--- BEGIN The records ---
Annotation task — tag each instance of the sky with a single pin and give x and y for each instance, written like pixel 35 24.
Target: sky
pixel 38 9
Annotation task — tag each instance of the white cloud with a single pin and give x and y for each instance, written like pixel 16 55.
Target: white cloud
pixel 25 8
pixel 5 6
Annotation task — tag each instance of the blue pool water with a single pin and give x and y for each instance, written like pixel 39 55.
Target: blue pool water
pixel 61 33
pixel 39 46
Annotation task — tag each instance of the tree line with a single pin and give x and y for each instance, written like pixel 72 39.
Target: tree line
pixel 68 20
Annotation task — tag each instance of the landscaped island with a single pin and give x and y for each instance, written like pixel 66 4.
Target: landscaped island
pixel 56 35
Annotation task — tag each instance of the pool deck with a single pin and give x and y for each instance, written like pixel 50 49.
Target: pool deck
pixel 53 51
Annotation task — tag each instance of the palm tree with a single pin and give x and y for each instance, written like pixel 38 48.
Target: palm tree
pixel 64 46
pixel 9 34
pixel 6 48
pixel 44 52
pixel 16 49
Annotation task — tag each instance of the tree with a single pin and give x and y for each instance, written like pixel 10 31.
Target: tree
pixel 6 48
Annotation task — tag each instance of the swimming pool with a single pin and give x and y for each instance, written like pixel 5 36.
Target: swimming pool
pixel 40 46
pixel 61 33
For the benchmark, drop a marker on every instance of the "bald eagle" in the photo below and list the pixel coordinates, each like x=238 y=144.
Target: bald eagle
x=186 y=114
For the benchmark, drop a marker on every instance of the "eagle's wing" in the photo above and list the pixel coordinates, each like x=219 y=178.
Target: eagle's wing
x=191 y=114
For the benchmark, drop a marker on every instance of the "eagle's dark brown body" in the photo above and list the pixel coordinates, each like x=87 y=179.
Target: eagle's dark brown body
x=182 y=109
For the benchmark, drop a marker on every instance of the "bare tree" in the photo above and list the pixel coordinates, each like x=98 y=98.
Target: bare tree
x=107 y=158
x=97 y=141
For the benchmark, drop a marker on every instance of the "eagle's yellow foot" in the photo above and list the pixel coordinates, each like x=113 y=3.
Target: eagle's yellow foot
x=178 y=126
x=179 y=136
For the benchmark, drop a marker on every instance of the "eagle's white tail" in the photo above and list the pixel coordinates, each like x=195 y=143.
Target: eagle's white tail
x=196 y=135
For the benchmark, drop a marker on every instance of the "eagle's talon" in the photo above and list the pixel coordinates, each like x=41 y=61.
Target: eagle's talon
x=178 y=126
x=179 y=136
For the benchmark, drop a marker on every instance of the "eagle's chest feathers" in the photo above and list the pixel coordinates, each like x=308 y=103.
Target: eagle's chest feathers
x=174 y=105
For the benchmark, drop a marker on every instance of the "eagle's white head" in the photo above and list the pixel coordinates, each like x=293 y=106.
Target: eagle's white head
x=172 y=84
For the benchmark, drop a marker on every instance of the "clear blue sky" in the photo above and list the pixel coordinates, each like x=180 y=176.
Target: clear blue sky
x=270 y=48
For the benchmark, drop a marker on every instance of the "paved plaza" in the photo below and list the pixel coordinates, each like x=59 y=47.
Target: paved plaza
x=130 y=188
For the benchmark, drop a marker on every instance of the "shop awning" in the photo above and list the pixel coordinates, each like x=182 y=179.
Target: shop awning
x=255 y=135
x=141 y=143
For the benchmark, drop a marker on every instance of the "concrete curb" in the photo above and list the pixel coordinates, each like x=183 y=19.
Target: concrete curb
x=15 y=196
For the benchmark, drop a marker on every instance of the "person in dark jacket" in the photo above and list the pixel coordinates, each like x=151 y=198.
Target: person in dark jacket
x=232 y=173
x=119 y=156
--- END The records ---
Rewrite the records above with every "Target" changed to "Label", keeping everything else the same.

**Complete response**.
Annotation task — tag each instance of the sky with a single pin and give x and y for each instance, written like pixel 35 24.
Label: sky
pixel 38 9
Annotation task — tag each instance of the white cloud with a single pin and give x and y for each instance, written like pixel 16 55.
Label: white cloud
pixel 25 8
pixel 5 6
Annotation task — tag each instance of the blue pool water with a single pin and give x and y for each instance, written like pixel 39 55.
Label: blue pool water
pixel 61 33
pixel 39 46
Annotation task — tag each instance of the tree line with a single pin and give x and y for each instance, written like pixel 72 39.
Label: tree line
pixel 68 20
Annotation task — tag each instance of the landscaped island with a single pin and give x and y for each instance, written like pixel 66 4.
Label: landscaped island
pixel 56 35
Annotation task — tag each instance of the pool deck with a single pin and give x and y for each instance, written like pixel 50 49.
Label: pool deck
pixel 53 51
Annotation task — tag each instance of the palm tree with a single pin and give x and y for each instance, written like pixel 38 48.
Label: palm tree
pixel 64 46
pixel 9 34
pixel 6 48
pixel 44 52
pixel 16 49
Annotation task — tag each instance of the tree with a single pin and give x and y for each instance, written like pixel 10 31.
Label: tree
pixel 6 48
Annotation task — tag each instance of the swimming pool with a single pin and give x and y for each instance, written like pixel 5 36.
Label: swimming pool
pixel 40 46
pixel 61 33
For the benchmark, drop a marker on every instance of the "bald eagle" in the photo below and list the pixel coordinates, each like x=238 y=144.
Label: bald eagle
x=186 y=114
For the benchmark, drop a marker on every instance of the "eagle's wing" in the photo above and list the pixel coordinates, each like x=219 y=178.
Label: eagle's wing
x=191 y=114
For the benchmark, drop a marker on every instance of the "eagle's dark brown body" in the photo above and list the pixel coordinates, each like x=87 y=179.
Label: eagle's dark brown body
x=182 y=109
For the benchmark, drop a marker on every instance of the "bare tree" in the photo above and list the pixel coordinates, each like x=98 y=98.
Label: bare tree
x=107 y=158
x=97 y=141
For the benchmark, drop a marker on every instance of the "eagle's yellow foot" in the photo above and list the pixel coordinates, each like x=113 y=3.
Label: eagle's yellow foot
x=178 y=126
x=179 y=136
For the benchmark, drop a marker on every instance of the "eagle's white tail" in the photo above and list the pixel coordinates, each like x=195 y=143.
Label: eagle's white tail
x=196 y=135
For the benchmark, drop a marker on every instance of the "eagle's talon" in the photo above and list the pixel coordinates, each like x=41 y=61.
Label: eagle's talon
x=178 y=126
x=179 y=136
For the benchmark, drop a marker on every instance of the "eagle's chest feathers" in the photo above and list the pixel coordinates, each like x=308 y=103.
Label: eagle's chest feathers
x=174 y=105
For the benchmark, drop a marker on every instance of the "eagle's white head" in the photo above and list the pixel coordinates, each like x=293 y=106.
Label: eagle's white head
x=172 y=84
For the benchmark, drop a marker on every instance of the "clear blue sky" in the photo above and list the pixel coordinates, each like x=180 y=176.
Label: clear blue sky
x=270 y=48
For the benchmark, drop a marker on every instance of the "paved plaza" in the photo below and list the pixel coordinates, each like x=59 y=47.
Label: paved plaza
x=130 y=188
For the benchmark, drop a marker on every instance of the "shop awning" in the photo above and list the pixel coordinates, each like x=182 y=179.
Label: shop awning
x=255 y=135
x=141 y=143
For the benchmark, drop a marker on every instance of the "concrete curb" in the photo above and list the pixel coordinates, each like x=183 y=19.
Label: concrete curb
x=15 y=196
For the benchmark, drop a marker on every instance of the "person in dark jacket" in the photo above and list the pixel coordinates, each like x=151 y=198.
Label: person in dark jacket
x=232 y=173
x=119 y=156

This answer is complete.